--- The data ---

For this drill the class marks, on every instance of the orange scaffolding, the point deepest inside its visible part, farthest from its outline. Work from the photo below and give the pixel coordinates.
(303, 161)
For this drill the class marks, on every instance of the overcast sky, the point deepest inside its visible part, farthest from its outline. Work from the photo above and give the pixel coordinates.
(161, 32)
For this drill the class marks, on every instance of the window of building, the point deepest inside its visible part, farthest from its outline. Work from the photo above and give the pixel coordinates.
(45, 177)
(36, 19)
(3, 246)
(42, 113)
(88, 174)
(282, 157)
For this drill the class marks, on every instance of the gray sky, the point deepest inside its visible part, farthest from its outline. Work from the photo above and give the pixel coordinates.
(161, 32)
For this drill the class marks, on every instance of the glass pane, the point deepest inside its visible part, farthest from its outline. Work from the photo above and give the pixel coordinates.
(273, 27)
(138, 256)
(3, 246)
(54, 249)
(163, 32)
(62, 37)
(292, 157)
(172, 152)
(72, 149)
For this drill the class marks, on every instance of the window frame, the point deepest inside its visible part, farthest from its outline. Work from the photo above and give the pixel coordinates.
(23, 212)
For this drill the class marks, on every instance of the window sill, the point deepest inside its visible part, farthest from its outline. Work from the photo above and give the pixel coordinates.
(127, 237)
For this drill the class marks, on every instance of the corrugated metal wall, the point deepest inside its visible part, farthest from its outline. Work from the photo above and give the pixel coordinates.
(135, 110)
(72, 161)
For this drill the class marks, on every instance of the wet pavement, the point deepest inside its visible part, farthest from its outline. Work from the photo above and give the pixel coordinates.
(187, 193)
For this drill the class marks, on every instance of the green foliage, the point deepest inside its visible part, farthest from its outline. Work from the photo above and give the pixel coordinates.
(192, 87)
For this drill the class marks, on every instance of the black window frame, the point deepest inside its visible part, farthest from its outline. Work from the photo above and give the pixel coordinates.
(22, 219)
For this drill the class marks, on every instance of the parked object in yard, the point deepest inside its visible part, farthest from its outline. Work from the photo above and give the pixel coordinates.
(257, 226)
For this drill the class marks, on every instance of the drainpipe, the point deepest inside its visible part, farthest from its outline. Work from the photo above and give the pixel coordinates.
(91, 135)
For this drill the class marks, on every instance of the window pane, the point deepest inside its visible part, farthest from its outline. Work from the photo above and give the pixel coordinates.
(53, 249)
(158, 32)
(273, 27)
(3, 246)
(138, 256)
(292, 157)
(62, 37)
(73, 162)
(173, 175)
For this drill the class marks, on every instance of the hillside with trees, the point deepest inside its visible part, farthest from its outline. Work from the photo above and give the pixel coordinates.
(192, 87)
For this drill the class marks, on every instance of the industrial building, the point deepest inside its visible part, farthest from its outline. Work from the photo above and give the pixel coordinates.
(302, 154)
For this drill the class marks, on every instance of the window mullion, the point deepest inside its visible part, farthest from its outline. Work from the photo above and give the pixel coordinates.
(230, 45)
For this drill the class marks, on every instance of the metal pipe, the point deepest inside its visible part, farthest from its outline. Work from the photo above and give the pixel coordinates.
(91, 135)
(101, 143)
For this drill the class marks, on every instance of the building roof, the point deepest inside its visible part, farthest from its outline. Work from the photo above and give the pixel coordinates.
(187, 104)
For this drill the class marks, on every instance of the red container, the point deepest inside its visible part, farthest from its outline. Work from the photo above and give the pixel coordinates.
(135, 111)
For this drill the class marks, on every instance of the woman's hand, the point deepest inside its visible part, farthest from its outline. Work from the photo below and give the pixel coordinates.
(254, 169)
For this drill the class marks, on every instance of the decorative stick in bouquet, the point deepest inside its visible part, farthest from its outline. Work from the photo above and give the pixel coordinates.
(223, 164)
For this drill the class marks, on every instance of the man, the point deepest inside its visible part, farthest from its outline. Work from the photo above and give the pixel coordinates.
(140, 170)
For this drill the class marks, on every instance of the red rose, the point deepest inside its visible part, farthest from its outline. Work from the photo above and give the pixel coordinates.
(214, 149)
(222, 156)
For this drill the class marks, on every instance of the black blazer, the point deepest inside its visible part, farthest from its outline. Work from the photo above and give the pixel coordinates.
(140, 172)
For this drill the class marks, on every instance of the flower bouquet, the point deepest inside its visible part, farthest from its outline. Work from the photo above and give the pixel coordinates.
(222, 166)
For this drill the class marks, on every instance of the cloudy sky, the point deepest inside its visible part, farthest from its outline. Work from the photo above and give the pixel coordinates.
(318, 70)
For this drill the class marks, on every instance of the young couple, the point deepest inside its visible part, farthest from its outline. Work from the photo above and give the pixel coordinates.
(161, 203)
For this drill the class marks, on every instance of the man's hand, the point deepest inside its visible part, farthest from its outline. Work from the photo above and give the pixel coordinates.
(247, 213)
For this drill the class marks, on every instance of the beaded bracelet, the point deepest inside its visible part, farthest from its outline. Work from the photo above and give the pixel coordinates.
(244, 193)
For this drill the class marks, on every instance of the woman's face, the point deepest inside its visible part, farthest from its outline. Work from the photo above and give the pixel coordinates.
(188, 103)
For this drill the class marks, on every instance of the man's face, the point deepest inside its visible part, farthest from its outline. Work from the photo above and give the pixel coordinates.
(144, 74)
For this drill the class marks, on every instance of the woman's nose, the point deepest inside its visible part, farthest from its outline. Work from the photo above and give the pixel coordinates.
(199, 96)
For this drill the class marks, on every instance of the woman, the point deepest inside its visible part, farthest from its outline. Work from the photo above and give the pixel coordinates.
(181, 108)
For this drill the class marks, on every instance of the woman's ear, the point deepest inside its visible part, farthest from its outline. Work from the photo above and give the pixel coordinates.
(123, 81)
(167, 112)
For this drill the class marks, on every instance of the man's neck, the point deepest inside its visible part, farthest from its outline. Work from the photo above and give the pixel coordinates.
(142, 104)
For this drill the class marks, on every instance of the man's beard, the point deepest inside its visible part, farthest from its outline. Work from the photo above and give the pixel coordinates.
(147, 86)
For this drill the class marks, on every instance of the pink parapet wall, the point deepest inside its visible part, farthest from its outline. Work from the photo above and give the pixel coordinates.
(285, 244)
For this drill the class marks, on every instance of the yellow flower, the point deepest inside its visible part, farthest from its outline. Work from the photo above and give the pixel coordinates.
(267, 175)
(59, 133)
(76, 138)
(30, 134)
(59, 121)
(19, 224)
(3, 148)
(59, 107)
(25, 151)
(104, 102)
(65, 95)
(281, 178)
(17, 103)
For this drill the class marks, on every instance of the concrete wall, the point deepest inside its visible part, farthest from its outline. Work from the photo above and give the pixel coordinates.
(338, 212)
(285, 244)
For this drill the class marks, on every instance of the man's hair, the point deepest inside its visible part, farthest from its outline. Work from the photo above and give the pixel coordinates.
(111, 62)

--- Directions for this task ---
Each record must be duplicated exactly, with none missing.

--- Exercise answer ---
For this drill the class marks, on every instance of the orange scaffolding, the point deepest inside its visible part, farthest from its outline. Work from the photo below and give the pixel coordinates.
(303, 161)
For this drill the class marks, on every instance of the overcast sky, the point deepest inside its visible part, farthest from its outline. Work from the photo above and give the pixel coordinates.
(161, 32)
For this drill the class marks, on every instance of the window of building, the point deepest inside its visible part, farthest from its outline. Work from the photo above and give the pixel coordinates.
(45, 177)
(36, 19)
(3, 246)
(42, 113)
(88, 174)
(282, 157)
For this drill the class marks, on every instance of the gray sky, the point deepest inside its visible part, farthest from its outline. Work from the photo above and give the pixel coordinates.
(161, 32)
For this drill the class marks, on every instance of the glass pane, the point deepest inside its visible part, farthest from its outline. Work from the photo above and give the pixel coordinates.
(273, 27)
(138, 256)
(3, 246)
(54, 249)
(163, 32)
(62, 37)
(292, 157)
(172, 152)
(72, 149)
For this drill the class marks, on every instance of the window frame, the point deepest inside its visible part, farthest from its outline. Work from the photo above and give the pixel coordinates.
(23, 212)
For this drill the class marks, on every instance of the window sill, the point deepest inside its visible part, farthest from its outline. Work from the photo above and give the pixel coordinates.
(127, 237)
For this drill the class marks, on every instance of the corrugated metal wall, the point deepest inside its visible part, farthest from its outline. Work from the photo above and give the pixel coordinates.
(135, 110)
(72, 161)
For this drill the class marks, on every instance of the wet pavement, the point deepest inside its visible part, farthest from its outline. Work from the photo above and give the pixel coordinates.
(187, 193)
For this drill the class marks, on every instance of the green foliage, the point deepest inside its visible part, farthest from its outline. Work from the photo above and give the pixel coordinates.
(192, 87)
For this drill the class marks, on every instance of the black window frame, the point deepest inside its visible part, farthest from its outline. Work from the photo above and give the pixel coordinates.
(22, 219)
For this drill the class marks, on every instance of the parked object in yard, the point deepest inside its visible part, farthest from its outline. Work from the photo above and give the pixel coordinates.
(257, 226)
For this drill the class marks, on every instance of the drainpipe, the point deepest inside its visible part, farthest from its outline. Work from the photo above and give the pixel coordinates.
(91, 135)
For this drill the class marks, on every instance of the window pane, the point deepest inside its visible part, farthest from its outline. Work from the photo above and give the pixel coordinates.
(53, 249)
(158, 32)
(273, 27)
(3, 246)
(138, 256)
(292, 157)
(62, 37)
(73, 162)
(173, 175)
For this drill the class marks, on every instance of the hillside with trees, the point deepest inside its visible part, farthest from its outline. Work from the photo above and give the pixel coordinates.
(192, 87)
For this drill the class marks, on every instance of the industrial building, the point deepest inside its visible part, farthest from its outline. Work from the photo above and give the pixel coordinates.
(302, 154)
For this drill the class marks, on every instance of the window mullion, the point deepest inside its visible part, farthest from its outline. Work from the photo above and give the pixel coordinates.
(230, 45)
For this drill the class marks, on every instance of the metal pipe, the point deepest inside its visible part, farthest from its outline. Work from the photo above and give the pixel coordinates.
(91, 135)
(101, 143)
For this drill the class marks, on every instance of the building roof, the point deepest inside its visible part, farthest from its outline. Work from the photo above and give the pixel coordinates.
(187, 104)
For this drill the class marks, on every instance of the red container, the point deepest inside its visible part, farthest from its outline. Work from the photo above and give the pixel coordinates.
(135, 111)
For this drill the class marks, on every instance of the woman's hand, the point deepest inside its visible part, farthest from its outline. Work from the photo below and give the pixel coordinates.
(254, 169)
For this drill the class marks, on every instance of the decorative stick in bouquet, the point deepest inside its visible part, farthest from its outline. Work from the photo above and give the pixel coordinates.
(223, 164)
For this drill the class marks, on every instance of the man, the point deepest inside its visible part, farthest from its outline. Work from the photo above and give the pixel coordinates.
(140, 170)
For this drill the class marks, on every instance of the red rose, the point deepest inside its visible part, farthest from its outline. Work from the photo above and give the pixel coordinates.
(214, 149)
(222, 156)
For this drill the class marks, on every instance of the black blazer, the point deepest inside its visible part, farthest from its outline. Work from the photo above and give the pixel coordinates.
(140, 172)
For this drill the class marks, on every instance of the flower bouquet, the point deepest inside its visible part, farthest from its outline. Work from the photo above and give the pixel coordinates.
(222, 166)
For this drill the class marks, on every instance of the cloudy sky, the point deepest inside its visible part, farthest from its outline. Work from the photo above and give the pixel coordinates.
(318, 70)
For this drill the class marks, on every instance of the young couple, the point deepest inside its visible part, farthest from its outline. Work from the photo above and give the pixel coordinates.
(161, 203)
For this drill the class marks, on every instance of the man's hand, the point deepest inside its visible part, farthest from its outline. Work from the photo above and give the pixel coordinates.
(247, 213)
For this drill the class marks, on every instance of the beaded bracelet, the point deepest inside its visible part, farthest from its outline. Work from the photo above and give the pixel coordinates.
(244, 193)
For this drill the class marks, on every instance of the woman's face, the point deepest inside its visible part, farthest from its outline. Work from the photo above and give the pixel coordinates.
(188, 103)
For this drill the class marks, on every instance of the man's face, the point deepest inside its visible part, farthest from its outline. Work from the photo above and give the pixel coordinates.
(144, 74)
For this drill the class marks, on every instance of the woman's nose, the point deepest inside its visible part, farthest from its outline. Work from the photo above and give the pixel coordinates.
(199, 96)
For this drill the class marks, on every instance of the woman, the point deepest inside its visible part, farthest from its outline. Work from the photo above and give the pixel coordinates.
(181, 108)
For this drill the class marks, on every instance of the woman's ear, the point deepest inside its visible part, farthest from its outline. Work from the photo above and give the pixel coordinates.
(123, 81)
(167, 112)
For this drill the class marks, on every instance of the man's neck, the point deepest inside its visible part, farthest from its outline. Work from the photo above and give the pixel coordinates.
(142, 104)
For this drill the class marks, on every instance of the man's beard, the point deepest inside its visible part, farthest from its outline. Work from the photo above and give the pixel coordinates.
(147, 86)
For this drill the class marks, on every instance of the pink parapet wall, the point deepest inside its visible part, farthest from its outline. Work from the photo above and give the pixel coordinates.
(285, 244)
For this drill the class marks, on every instance of the yellow flower, the point deepest inside its visible part, farthest from its outline. Work from the photo above and give the pixel coordinates.
(267, 175)
(59, 133)
(76, 138)
(30, 134)
(59, 121)
(19, 224)
(3, 148)
(59, 107)
(25, 151)
(104, 102)
(65, 95)
(281, 178)
(17, 103)
For this drill the class marks, on every instance of the concrete wall, the point deepest inside its visible part, farthest from its outline. Work from the photo above and give the pixel coordinates.
(338, 212)
(285, 244)
For this drill the class marks, on every instance of the man's hair, the point deepest inside its visible part, farthest from its outline. Work from the photo above and give the pixel coordinates.
(111, 62)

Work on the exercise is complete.